** Start of Dataset records **

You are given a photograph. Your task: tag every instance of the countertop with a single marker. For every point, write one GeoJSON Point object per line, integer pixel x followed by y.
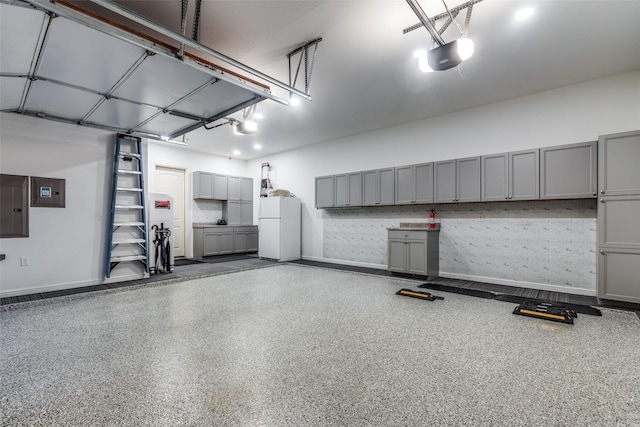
{"type": "Point", "coordinates": [216, 225]}
{"type": "Point", "coordinates": [415, 226]}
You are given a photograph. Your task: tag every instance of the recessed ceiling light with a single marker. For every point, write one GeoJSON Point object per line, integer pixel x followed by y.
{"type": "Point", "coordinates": [294, 100]}
{"type": "Point", "coordinates": [524, 14]}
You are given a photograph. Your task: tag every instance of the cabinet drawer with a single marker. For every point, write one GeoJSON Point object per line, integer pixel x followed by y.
{"type": "Point", "coordinates": [218, 230]}
{"type": "Point", "coordinates": [246, 229]}
{"type": "Point", "coordinates": [409, 234]}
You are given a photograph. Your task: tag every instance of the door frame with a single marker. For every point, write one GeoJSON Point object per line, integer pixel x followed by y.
{"type": "Point", "coordinates": [188, 224]}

** End of Dataset records **

**Written instruction:**
Reproduce the entire listing above line by line with no changes, omitting the picture.

**Solution for this task:**
You are given a photograph. Your task: tag every instance of the countertop with a single marker. For every point, write one GeoJSON Point object per line, integer pixel x followed by y.
{"type": "Point", "coordinates": [216, 225]}
{"type": "Point", "coordinates": [415, 226]}
You are given a photograph. Your task: tag every instance of the recessed ceiling light with a single marker. For every point, write one GeoJSON Point object per line, integer pixel x followed by y.
{"type": "Point", "coordinates": [294, 100]}
{"type": "Point", "coordinates": [524, 14]}
You are given a photograph. Your task: tag every instance of the cabinet drawer with a single marker. For every point, write one GeoJSON Point object per line, integer pixel x followed by y.
{"type": "Point", "coordinates": [218, 230]}
{"type": "Point", "coordinates": [246, 229]}
{"type": "Point", "coordinates": [409, 234]}
You are given a photograph. Your task: tag every instance of the door frame with a single marker. For every point, write one GeoJSON Point object per line, integer pixel x followed by y.
{"type": "Point", "coordinates": [188, 224]}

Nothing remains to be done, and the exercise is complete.